Required work: Begin at the line that has "Trace the outline of every instance of the cloud layer." and stop after the line that has "[[[0,31],[33,27],[98,34],[98,1],[0,0]]]". Rewrite those lines with their requests, scaling every coordinate in the answers by 1.4 and rounding to whole numbers with halves going up, and give only these lines.
————
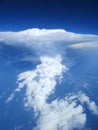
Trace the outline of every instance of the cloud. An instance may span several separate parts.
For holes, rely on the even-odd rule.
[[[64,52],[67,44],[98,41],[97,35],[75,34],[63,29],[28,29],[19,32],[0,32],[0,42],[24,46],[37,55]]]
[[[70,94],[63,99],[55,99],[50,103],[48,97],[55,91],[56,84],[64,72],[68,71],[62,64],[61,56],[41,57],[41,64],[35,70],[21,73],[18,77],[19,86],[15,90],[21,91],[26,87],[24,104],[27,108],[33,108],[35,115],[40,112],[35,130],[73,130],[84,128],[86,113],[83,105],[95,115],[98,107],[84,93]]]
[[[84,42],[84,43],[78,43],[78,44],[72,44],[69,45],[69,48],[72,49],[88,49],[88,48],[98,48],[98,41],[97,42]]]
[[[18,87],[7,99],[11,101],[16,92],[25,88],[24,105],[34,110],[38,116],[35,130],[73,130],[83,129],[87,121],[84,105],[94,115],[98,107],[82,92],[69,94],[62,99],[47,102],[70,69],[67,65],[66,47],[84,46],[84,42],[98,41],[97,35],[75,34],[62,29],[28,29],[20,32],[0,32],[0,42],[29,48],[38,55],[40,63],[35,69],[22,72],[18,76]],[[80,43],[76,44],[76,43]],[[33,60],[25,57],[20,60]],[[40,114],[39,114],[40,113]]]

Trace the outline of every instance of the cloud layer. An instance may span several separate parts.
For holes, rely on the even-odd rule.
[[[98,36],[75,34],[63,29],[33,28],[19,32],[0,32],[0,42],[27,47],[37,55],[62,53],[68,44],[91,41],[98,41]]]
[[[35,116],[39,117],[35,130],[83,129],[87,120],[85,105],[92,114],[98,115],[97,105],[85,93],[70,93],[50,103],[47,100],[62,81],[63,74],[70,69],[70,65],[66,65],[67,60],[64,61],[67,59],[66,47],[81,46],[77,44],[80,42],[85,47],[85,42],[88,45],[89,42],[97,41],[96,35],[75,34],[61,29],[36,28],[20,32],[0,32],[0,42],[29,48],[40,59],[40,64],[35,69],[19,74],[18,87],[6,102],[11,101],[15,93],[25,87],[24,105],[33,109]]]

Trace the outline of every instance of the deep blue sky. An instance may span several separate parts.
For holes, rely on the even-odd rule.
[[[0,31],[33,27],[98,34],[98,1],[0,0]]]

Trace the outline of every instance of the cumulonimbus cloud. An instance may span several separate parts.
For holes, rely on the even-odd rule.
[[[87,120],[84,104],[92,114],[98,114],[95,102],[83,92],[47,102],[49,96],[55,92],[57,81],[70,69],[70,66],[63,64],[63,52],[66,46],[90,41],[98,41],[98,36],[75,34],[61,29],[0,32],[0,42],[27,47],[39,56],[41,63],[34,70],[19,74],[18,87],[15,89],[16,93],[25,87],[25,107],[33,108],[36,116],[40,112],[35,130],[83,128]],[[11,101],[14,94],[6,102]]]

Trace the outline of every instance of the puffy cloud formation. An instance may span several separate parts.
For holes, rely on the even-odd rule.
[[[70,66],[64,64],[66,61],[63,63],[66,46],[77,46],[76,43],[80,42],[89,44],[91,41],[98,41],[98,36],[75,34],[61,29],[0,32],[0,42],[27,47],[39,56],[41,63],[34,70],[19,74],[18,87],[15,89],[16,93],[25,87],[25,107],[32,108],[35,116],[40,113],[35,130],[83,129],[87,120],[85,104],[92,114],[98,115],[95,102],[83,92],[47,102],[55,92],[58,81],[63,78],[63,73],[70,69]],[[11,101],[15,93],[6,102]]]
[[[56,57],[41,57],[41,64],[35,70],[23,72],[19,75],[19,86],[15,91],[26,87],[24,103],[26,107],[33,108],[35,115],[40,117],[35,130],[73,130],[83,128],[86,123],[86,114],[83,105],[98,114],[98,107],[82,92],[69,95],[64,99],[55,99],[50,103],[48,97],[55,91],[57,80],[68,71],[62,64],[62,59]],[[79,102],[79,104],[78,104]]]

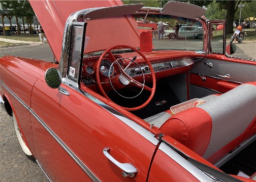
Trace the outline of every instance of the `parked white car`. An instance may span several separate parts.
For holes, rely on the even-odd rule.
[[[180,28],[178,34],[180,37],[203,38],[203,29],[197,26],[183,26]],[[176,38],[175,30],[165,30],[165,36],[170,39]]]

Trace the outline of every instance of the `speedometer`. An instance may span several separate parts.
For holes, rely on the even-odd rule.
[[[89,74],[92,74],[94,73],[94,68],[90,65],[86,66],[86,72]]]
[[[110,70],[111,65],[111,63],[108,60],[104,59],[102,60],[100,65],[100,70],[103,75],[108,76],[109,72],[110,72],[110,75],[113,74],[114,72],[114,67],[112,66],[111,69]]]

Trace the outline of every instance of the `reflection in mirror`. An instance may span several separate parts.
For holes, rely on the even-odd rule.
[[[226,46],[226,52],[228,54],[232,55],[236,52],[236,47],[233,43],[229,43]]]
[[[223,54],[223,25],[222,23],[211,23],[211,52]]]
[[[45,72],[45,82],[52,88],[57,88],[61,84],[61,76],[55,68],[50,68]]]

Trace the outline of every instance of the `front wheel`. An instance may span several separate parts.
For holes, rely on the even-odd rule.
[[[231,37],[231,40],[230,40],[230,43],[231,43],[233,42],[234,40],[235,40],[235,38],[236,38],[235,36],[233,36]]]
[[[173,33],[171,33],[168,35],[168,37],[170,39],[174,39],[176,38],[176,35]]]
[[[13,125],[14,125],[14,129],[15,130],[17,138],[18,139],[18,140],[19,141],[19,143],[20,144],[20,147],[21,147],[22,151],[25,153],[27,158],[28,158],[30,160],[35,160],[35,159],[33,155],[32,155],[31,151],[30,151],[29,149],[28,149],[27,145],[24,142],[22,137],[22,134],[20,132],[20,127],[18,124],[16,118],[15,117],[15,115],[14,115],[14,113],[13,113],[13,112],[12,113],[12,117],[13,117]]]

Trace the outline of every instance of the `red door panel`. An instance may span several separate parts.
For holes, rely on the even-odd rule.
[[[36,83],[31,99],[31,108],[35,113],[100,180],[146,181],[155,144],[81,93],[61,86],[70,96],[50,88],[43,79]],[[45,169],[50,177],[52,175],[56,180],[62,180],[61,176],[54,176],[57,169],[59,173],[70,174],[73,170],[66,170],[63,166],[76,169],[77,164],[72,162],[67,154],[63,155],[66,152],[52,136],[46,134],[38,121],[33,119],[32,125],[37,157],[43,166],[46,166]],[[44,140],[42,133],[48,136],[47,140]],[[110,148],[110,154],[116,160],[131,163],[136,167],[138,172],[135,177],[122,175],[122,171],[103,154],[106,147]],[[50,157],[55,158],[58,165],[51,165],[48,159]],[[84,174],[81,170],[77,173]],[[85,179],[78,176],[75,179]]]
————
Solved exercise:
Trace the outline of every instance of the cloud layer. An instance may span several separate parts.
For holes, rely on the even-odd rule.
[[[137,50],[105,48],[88,41],[46,39],[27,45],[0,45],[0,59],[38,66],[52,77],[87,74],[95,62],[127,57],[137,57]]]
[[[49,162],[55,164],[49,182],[116,181],[122,168],[119,147],[129,160],[137,161],[136,147],[119,130],[98,130],[70,144],[66,140],[87,113],[88,104],[98,97],[98,91],[92,91],[94,84],[90,85],[94,83],[92,66],[113,64],[108,62],[112,59],[119,66],[119,59],[123,63],[125,59],[136,57],[134,49],[105,48],[85,41],[50,39],[28,45],[0,45],[0,59],[41,67],[56,83],[56,90],[49,97],[27,104],[25,122],[8,143],[15,141],[21,130],[35,122],[34,147],[46,153]]]

Trace the outline of every instance of the deep blue sky. An instance may span several separate parts.
For holes, rely on the even-odd rule.
[[[0,43],[46,38],[137,48],[137,1],[0,0]]]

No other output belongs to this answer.